>> BEGIN DATA TO PROCESS
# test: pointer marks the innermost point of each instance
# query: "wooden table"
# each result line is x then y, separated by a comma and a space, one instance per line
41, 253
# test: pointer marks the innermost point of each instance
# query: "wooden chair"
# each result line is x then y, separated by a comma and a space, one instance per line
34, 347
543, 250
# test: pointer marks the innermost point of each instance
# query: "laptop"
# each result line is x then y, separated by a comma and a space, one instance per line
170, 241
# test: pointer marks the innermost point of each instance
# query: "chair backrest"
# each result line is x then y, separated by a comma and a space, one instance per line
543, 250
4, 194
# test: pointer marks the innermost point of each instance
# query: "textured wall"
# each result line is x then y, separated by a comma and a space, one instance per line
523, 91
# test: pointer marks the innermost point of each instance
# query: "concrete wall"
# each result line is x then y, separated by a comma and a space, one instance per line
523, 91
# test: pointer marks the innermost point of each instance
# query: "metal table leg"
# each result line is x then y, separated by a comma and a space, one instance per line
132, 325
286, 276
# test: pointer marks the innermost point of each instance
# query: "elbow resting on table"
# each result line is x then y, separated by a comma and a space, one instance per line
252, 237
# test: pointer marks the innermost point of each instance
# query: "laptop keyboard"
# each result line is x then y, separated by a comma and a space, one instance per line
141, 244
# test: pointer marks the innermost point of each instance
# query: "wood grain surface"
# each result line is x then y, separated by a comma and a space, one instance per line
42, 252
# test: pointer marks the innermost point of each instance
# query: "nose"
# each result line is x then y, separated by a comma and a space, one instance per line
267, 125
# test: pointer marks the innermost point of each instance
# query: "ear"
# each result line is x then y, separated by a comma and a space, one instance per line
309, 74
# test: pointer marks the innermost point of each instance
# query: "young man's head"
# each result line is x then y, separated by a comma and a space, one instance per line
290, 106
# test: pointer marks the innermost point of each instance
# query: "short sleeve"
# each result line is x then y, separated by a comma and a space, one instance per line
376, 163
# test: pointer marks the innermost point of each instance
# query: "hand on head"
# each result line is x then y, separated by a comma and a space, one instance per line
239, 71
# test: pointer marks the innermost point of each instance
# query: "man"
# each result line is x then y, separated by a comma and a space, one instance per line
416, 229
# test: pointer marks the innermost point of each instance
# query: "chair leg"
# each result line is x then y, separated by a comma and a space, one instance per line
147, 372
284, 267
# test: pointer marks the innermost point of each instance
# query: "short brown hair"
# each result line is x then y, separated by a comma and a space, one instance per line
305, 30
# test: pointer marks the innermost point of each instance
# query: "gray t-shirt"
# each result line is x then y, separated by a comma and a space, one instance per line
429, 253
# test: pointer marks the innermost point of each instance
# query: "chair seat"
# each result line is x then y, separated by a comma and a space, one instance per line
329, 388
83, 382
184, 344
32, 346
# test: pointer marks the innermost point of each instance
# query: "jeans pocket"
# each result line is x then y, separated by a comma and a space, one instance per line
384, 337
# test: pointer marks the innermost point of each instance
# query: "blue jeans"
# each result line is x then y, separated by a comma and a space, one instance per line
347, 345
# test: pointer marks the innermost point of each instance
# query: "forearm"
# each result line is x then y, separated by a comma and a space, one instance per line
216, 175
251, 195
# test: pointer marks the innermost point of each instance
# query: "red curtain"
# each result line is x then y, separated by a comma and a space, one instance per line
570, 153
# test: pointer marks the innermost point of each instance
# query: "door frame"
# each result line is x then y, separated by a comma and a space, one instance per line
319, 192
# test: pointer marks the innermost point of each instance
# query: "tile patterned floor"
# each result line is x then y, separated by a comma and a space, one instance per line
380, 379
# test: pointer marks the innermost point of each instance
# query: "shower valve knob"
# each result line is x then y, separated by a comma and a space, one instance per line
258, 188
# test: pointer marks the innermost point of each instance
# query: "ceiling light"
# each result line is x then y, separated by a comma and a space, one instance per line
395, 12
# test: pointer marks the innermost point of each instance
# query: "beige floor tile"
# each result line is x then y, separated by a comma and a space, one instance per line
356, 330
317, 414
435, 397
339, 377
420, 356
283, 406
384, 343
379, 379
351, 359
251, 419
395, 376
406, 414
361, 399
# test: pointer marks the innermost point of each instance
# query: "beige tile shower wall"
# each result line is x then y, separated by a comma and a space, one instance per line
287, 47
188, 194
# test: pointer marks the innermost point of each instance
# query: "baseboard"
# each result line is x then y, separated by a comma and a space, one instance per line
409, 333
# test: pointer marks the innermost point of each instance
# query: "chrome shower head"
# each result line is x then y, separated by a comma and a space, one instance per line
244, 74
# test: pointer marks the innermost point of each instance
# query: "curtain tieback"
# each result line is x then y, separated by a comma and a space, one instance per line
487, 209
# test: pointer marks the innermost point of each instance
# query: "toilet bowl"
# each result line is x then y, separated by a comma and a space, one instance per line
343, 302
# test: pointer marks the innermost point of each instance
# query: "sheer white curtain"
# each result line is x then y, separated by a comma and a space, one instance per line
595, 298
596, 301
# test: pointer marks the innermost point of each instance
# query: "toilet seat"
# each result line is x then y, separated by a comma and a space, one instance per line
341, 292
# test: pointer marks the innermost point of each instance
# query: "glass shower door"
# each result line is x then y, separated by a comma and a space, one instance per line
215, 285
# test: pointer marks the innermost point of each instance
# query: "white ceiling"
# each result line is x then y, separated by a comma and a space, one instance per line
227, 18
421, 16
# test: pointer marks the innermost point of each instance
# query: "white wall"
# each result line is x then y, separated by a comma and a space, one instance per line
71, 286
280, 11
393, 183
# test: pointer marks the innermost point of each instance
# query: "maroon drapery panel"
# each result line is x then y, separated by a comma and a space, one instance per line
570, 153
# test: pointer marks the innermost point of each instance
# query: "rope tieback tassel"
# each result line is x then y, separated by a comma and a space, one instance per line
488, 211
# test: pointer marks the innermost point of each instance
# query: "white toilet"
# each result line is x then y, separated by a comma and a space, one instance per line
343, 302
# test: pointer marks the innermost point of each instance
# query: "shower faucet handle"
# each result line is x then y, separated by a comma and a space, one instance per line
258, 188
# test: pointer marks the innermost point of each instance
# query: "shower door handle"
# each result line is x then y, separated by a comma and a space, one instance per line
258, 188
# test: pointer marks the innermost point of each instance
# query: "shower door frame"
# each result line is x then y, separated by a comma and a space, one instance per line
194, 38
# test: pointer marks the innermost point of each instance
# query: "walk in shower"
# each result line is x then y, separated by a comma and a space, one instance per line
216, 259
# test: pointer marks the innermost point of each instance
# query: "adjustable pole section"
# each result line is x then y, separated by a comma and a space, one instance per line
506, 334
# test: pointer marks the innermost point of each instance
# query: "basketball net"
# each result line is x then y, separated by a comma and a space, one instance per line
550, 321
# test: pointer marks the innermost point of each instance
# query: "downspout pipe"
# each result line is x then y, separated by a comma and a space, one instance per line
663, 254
>> END DATA TO PROCESS
>> BEGIN DATA TO PROCESS
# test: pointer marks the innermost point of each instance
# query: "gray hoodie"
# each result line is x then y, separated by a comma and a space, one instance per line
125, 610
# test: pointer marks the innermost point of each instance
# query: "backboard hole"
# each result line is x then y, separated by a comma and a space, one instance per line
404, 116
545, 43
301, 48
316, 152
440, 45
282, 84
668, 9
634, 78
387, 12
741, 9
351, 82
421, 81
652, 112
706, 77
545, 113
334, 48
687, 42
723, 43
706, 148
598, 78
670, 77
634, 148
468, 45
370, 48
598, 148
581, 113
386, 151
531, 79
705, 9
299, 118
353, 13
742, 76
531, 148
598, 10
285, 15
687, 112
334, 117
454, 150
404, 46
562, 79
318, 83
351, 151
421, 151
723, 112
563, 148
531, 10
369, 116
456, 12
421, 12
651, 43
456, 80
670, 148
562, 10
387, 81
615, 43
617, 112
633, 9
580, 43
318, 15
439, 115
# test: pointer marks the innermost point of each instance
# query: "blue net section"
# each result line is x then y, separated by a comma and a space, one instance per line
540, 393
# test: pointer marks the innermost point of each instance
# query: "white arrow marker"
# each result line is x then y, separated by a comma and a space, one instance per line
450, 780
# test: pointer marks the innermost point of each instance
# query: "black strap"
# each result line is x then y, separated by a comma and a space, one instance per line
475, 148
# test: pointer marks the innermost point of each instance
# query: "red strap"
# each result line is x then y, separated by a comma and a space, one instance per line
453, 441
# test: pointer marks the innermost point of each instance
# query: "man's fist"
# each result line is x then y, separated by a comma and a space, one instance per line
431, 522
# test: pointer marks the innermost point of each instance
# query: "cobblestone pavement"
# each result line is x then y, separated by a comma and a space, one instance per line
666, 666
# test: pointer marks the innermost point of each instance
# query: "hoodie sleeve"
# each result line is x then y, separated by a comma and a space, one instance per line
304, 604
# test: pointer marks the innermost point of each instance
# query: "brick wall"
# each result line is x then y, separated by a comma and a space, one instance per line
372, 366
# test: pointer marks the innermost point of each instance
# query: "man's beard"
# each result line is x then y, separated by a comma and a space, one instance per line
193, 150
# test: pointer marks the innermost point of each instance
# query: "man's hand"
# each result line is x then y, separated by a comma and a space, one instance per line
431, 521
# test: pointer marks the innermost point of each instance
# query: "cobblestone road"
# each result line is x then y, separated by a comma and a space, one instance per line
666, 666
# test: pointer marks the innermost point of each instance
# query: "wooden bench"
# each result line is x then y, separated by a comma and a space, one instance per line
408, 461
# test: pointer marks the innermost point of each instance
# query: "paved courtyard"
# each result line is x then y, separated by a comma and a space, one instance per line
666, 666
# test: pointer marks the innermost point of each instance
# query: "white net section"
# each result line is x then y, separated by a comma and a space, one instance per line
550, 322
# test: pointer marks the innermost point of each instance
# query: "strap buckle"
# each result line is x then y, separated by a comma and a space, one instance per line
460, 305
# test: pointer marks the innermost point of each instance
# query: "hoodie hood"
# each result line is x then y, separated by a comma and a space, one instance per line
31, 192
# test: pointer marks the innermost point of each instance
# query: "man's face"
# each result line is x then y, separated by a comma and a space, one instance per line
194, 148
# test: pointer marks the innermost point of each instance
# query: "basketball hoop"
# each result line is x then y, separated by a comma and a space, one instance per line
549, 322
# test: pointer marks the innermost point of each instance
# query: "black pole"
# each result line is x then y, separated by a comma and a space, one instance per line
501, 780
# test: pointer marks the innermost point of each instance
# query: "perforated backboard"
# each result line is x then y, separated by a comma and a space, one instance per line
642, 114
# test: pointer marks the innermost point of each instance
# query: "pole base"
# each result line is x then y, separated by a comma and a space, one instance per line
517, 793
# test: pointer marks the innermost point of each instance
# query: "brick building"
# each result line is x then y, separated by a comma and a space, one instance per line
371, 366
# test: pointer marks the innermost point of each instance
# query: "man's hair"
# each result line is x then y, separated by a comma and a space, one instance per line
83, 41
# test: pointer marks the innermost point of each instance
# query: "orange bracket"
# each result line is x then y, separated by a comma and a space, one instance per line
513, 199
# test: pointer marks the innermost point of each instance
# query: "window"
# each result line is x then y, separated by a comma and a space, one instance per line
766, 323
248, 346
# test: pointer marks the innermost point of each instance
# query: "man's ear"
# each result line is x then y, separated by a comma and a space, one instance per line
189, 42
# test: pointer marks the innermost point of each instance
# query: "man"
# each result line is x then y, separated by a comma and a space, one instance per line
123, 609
>> END DATA TO PROCESS
>> BEGIN DATA TO PROCESS
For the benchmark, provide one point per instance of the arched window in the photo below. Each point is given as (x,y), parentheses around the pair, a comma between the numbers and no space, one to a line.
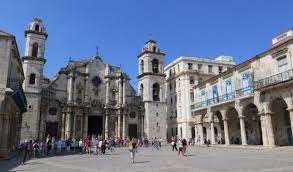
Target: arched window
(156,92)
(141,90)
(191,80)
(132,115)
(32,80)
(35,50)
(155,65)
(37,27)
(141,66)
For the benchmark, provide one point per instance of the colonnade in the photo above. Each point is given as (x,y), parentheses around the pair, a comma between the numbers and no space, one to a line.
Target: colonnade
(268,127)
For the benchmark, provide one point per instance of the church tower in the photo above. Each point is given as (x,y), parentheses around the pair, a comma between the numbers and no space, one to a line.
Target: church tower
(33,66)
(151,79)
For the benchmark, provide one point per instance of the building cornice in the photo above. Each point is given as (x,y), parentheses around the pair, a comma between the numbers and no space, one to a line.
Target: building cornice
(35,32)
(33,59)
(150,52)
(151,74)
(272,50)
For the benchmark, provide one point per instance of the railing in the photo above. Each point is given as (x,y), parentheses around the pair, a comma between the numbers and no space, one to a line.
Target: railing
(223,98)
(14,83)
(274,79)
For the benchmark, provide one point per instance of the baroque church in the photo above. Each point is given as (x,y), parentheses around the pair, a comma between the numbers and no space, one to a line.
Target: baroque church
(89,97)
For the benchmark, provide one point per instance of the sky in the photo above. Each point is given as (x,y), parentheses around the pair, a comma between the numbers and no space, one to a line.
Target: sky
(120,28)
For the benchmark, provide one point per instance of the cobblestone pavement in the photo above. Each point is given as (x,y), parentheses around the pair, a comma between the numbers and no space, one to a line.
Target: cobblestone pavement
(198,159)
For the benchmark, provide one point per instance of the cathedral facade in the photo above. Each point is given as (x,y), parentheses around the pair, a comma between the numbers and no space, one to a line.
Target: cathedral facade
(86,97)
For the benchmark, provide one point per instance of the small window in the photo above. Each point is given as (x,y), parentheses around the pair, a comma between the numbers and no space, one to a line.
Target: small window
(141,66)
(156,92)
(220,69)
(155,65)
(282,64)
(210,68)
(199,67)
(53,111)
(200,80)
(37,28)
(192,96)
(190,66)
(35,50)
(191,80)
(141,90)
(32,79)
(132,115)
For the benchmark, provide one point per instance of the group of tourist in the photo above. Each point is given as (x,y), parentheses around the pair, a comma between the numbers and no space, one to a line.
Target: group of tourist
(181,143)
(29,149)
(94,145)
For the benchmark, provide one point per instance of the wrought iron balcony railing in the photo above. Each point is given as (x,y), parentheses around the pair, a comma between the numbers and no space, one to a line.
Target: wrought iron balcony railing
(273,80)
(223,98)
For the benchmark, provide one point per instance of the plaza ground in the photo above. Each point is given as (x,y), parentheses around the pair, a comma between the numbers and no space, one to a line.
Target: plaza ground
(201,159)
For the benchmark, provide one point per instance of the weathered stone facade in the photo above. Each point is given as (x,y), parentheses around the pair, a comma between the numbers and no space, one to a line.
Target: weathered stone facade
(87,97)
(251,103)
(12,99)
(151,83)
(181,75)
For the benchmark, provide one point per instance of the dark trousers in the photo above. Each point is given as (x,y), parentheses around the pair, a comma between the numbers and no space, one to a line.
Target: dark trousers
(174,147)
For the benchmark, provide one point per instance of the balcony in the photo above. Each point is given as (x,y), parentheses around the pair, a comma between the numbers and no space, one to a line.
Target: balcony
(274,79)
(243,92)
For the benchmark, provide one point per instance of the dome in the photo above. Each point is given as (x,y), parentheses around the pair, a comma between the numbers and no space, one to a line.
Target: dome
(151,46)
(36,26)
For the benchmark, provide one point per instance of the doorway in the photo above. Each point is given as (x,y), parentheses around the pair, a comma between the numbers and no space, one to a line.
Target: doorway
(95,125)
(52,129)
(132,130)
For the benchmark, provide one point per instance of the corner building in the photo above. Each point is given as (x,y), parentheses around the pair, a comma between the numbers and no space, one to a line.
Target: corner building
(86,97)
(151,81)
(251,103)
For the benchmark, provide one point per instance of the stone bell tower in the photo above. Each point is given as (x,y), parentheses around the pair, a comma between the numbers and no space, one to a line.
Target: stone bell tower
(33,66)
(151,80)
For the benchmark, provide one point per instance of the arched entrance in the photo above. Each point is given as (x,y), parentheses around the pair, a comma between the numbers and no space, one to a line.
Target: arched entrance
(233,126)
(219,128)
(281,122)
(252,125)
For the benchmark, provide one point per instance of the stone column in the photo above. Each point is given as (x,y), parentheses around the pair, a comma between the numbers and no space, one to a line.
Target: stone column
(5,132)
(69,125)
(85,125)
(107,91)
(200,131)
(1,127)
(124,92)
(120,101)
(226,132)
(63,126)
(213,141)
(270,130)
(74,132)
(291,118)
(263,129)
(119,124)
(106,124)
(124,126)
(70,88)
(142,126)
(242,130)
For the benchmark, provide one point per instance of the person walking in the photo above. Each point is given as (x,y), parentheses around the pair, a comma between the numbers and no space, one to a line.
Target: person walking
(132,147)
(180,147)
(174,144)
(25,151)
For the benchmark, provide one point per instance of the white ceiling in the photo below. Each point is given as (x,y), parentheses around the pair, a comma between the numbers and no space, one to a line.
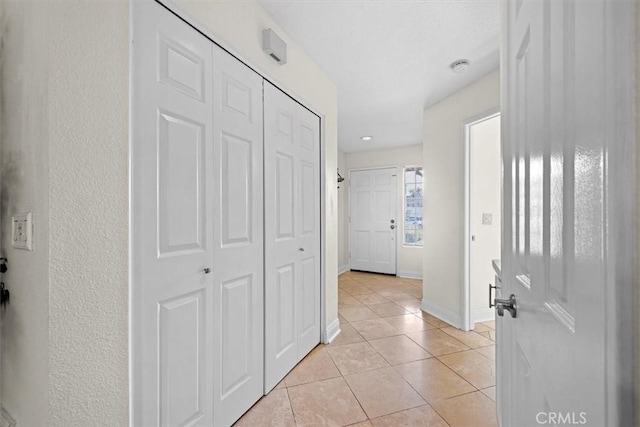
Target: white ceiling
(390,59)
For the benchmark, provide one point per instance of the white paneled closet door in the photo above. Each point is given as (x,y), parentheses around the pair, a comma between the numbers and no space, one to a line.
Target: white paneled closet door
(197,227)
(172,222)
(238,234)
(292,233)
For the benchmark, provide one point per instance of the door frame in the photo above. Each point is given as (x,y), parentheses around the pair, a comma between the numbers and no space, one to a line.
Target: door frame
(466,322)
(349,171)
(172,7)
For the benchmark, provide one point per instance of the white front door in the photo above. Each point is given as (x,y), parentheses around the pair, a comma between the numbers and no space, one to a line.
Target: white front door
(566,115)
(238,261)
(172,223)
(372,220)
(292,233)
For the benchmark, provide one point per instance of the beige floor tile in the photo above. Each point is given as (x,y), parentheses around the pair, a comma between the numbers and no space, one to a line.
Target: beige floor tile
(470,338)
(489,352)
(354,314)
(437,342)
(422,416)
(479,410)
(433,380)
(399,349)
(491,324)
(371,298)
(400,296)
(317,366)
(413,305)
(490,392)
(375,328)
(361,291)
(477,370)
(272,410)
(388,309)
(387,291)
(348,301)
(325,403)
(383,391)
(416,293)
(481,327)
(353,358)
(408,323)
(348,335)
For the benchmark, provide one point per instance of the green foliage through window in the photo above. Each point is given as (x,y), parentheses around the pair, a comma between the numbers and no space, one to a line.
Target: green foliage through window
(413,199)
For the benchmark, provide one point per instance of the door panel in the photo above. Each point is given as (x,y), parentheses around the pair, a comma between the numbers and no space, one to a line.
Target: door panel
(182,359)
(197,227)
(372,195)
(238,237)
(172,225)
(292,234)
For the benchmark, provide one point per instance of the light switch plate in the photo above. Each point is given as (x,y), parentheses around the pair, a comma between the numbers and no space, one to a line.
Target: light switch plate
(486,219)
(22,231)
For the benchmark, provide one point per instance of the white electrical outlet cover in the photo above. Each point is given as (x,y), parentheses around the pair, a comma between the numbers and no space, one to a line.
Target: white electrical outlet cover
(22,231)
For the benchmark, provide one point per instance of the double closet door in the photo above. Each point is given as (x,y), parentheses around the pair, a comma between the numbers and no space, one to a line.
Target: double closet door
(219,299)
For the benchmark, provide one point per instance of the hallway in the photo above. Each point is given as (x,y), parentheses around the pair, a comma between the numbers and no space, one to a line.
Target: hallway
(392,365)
>> END DATA TO PROCESS
* [WORK INSTRUCTIONS] Report every line of the material above that contains the word "column", and keep each line unchanged.

* [EXPECTED ANSWER]
For the benchmark, provide one point per instance of the stone column in the photo above. Each point is given as (x,y), parentheses around the pair, a comma between the numbers and no space, one to a line.
Target: stone column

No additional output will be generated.